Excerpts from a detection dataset
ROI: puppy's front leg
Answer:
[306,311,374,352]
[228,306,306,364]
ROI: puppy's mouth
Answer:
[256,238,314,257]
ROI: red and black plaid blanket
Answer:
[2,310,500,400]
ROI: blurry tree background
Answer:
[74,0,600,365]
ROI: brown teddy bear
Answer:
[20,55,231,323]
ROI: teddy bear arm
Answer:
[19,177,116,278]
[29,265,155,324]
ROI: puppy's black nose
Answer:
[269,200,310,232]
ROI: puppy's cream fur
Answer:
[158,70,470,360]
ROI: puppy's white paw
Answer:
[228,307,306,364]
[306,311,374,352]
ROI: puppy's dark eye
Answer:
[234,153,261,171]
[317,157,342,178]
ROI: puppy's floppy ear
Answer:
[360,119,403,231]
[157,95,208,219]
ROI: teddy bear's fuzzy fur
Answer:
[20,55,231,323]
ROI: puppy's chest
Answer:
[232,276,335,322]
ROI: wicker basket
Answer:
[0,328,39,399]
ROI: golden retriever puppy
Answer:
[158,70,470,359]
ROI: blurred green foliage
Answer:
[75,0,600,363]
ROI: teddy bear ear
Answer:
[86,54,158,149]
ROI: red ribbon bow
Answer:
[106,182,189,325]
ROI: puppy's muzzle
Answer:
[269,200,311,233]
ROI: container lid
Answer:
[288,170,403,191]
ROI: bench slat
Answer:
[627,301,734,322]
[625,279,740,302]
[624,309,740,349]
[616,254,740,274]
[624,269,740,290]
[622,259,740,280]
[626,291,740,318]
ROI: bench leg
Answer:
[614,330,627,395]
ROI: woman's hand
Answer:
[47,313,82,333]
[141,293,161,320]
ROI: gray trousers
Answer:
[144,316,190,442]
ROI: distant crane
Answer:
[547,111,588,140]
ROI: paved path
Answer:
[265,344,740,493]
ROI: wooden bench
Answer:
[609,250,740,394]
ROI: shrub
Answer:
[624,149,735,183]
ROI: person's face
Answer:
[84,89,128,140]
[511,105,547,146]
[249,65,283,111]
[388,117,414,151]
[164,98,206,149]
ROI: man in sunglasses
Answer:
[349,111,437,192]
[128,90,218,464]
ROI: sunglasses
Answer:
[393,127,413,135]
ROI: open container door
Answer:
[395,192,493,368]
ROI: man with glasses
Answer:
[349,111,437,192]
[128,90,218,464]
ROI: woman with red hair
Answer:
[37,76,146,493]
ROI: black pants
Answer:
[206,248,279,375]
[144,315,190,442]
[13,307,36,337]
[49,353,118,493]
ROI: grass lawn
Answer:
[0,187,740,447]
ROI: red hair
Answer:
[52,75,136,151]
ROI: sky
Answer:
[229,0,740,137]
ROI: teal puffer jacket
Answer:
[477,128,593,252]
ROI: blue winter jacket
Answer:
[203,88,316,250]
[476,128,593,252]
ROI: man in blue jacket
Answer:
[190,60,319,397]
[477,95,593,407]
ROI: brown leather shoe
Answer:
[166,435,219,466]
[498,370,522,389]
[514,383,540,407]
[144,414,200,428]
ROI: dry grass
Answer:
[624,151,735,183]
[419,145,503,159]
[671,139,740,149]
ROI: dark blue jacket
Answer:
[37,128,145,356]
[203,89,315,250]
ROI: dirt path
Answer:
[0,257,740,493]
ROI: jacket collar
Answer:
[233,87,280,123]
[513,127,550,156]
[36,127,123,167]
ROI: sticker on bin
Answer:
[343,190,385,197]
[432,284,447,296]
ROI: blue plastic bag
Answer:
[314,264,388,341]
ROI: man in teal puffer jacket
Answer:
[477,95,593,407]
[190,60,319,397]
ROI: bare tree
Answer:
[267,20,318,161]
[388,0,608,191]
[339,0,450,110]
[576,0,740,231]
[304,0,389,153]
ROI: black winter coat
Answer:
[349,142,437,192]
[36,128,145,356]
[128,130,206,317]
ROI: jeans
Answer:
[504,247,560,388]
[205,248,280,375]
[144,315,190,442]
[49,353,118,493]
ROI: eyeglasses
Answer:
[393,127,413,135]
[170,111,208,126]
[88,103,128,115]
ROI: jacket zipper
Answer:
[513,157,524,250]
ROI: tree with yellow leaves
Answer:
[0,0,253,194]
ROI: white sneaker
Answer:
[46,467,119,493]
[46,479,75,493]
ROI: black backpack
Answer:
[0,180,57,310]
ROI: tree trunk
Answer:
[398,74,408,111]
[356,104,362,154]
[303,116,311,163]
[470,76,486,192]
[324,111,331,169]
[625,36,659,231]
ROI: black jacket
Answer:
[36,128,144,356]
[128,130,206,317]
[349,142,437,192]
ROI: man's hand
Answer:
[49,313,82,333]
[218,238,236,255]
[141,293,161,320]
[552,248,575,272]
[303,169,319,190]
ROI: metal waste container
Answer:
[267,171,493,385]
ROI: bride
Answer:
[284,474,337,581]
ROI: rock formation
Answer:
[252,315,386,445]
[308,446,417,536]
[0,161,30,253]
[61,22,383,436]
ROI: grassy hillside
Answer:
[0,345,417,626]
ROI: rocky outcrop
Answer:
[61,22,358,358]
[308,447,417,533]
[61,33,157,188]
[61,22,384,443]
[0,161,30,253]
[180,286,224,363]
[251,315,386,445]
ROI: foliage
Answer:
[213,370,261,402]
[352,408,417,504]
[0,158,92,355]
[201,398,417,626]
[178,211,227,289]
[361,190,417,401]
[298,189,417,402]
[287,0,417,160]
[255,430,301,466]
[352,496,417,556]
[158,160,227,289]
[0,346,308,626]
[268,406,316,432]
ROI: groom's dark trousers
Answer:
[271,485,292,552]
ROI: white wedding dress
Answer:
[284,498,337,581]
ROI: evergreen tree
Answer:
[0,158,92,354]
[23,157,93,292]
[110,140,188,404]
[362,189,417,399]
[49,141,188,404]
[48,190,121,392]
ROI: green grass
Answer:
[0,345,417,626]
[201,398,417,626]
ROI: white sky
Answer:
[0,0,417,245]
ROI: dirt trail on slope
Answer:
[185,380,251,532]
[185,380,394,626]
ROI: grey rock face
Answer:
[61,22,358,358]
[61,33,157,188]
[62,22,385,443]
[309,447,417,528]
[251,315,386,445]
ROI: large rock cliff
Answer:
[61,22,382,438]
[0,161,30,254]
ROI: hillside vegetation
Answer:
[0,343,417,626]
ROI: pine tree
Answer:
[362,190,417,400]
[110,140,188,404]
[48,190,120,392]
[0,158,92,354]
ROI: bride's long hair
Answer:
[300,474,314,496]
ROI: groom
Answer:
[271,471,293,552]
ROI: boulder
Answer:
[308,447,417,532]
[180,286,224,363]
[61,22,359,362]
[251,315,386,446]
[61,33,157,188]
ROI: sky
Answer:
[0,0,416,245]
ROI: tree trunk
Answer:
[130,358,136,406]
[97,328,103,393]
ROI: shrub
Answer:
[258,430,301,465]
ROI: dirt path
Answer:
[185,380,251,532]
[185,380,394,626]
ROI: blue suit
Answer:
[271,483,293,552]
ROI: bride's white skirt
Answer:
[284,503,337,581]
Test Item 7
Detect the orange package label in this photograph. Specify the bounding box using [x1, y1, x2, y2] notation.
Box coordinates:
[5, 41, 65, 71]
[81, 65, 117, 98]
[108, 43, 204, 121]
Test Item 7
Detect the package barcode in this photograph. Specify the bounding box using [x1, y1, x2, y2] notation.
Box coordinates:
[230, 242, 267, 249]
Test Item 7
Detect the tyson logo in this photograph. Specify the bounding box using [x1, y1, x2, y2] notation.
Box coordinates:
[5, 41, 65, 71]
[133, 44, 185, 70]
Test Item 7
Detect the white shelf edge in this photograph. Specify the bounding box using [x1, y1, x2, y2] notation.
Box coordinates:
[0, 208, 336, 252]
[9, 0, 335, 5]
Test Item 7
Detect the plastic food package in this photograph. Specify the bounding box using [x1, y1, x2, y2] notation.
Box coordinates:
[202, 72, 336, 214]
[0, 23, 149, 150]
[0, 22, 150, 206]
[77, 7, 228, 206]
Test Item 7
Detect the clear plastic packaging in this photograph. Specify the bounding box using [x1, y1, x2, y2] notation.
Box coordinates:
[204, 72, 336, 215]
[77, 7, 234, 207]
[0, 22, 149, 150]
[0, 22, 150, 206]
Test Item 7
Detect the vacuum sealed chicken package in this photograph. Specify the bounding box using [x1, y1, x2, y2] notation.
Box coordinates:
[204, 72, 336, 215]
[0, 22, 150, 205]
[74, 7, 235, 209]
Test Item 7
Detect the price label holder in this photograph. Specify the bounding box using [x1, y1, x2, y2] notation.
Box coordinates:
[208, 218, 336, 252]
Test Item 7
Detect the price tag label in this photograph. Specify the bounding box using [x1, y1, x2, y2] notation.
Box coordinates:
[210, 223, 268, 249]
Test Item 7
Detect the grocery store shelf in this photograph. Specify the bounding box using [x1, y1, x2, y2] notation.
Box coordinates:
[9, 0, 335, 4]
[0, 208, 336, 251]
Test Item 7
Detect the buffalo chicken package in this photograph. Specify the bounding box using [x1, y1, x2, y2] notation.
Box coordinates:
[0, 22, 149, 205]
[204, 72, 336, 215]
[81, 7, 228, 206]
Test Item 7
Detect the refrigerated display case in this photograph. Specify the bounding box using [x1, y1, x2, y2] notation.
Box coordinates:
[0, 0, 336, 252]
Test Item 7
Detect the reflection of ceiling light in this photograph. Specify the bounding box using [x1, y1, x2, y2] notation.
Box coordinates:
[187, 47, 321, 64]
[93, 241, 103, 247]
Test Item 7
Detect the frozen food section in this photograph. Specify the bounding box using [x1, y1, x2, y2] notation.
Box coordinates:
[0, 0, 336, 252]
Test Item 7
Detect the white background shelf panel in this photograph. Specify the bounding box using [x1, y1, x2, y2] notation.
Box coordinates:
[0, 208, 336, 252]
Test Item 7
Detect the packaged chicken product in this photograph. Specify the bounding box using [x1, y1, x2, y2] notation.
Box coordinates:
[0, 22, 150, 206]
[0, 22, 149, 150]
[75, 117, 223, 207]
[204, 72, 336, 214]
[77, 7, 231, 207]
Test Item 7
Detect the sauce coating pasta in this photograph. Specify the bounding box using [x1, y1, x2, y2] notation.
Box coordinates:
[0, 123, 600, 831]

Direction: List every line from the records above that includes the string "container".

Result:
ROI: container lid
ROI: open container door
ROI: metal waste container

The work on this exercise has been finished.